Job A:
Reproduce the lines of the listing below, starting at the line that contains "Practice: put a marker on each instance of the flower" and ending with the last line of the listing, requests included. Offset every coordinate given as an answer by adding 41 to each number, and leave the requests and their sample coordinates unchanged.

A prohibition against receiving gifts from lawyers rests uneasily alongside the fact that a judge's campaign committee may solicit campaign funds under Canon 7B(2). The latter provision does not prohibit solicitation of funds from lawyers who practice in front of the judge. The judge, however, may not solicit any campaign funds personally; any campaign contribution is to the judge's campaign fund and not to him. Although this distinction legally is tenable, the public perception of that distinction is not sympathetic. If a judge attends his campaign function, he is sure to see the attorney contributors in attendance. He is likely to see few others, because few others contribute to judicial campaigns. Herein lies the uneasy tension between the goals of the Code and the realities of an elected judiciary.

Scott, Reconciling Conflicts in Illinois Judicial Ethics, 19 Loy.U.Chi.L.J. 1067, 1072 (1988) (footnote omitted).

Likewise, others have addressed the expensive nature of a judicial campaign and its relation to Canon 7B(2).

Campaigning for a statewide judicial office is an expensive undertaking. Though a judicial candidate may not himself solicit or accept campaign funds, he may `establish committees of responsible persons to secure and manage the expenditures of funds for his campaign.' Such committees are not prohibited from soliciting contributions from lawyers or accepting contributions from the coffers of political organizations. Numerous observers have warned that `[a]s long as a judge's campaign committee must accept gifts of money and work from lawyers, there will be gnawing doubts as to his freedom from influence and bias.'

Kauffman, Judicial Selection in Pennsylvania: A Proposal, 27 Vill.L.Rev. 1163, 1170 n. 35 (1981-82) (footnote omitted) (quoting Anderson, Ethical Problems of Lawyers and Judges in Election Campaigns, 50 A.B.A.J. 819, 823 (1964)).

Point labels for objects
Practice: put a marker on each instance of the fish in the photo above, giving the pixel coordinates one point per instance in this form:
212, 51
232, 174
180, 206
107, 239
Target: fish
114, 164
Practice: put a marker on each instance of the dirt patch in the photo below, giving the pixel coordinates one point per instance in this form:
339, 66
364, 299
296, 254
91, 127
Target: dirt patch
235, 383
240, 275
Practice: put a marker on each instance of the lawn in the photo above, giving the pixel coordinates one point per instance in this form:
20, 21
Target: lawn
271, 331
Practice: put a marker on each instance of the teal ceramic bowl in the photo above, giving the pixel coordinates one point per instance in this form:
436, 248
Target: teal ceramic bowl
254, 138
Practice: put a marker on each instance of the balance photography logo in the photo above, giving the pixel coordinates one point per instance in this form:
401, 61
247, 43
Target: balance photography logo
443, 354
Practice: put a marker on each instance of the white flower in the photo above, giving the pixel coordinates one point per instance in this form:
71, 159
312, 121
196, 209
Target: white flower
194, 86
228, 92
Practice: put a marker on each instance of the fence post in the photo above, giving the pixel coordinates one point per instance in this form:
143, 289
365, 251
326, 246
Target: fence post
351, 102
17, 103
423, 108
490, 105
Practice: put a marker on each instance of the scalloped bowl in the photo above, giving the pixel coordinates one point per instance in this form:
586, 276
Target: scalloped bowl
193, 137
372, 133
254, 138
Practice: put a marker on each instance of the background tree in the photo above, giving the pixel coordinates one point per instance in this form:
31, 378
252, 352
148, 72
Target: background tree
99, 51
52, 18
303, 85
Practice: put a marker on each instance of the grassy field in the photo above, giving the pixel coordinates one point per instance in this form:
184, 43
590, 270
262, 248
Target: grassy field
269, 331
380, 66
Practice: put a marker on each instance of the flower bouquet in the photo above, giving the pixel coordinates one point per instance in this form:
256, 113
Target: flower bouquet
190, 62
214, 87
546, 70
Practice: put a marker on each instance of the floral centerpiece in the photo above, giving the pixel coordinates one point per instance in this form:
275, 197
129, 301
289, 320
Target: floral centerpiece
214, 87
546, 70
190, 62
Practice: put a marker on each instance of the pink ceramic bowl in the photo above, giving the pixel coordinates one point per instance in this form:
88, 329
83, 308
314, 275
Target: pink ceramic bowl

Job B:
According to the passage on judicial campaign funds, who may solicit campaign funds under Canon 7B(2)?

Solution A:
Practice: put a marker on each instance of the flower bouquet in the photo above, giving the pixel coordinates one point per instance in this form:
256, 113
Target: flower bouquet
231, 103
255, 128
587, 111
Practice: put a marker on each instance of the floral centerpiece in the photo above, giving the pixel coordinates one point per instance in this form:
275, 197
129, 301
289, 320
Target: floral centerpiece
255, 128
587, 111
231, 103
Practice: put a marker on each instance of the pink ceramic bowl in the photo above, giving the pixel coordinates one point per instance in this form:
88, 329
83, 308
314, 275
Target: pink ceramic bowl

Solution B:
A judge's campaign committee.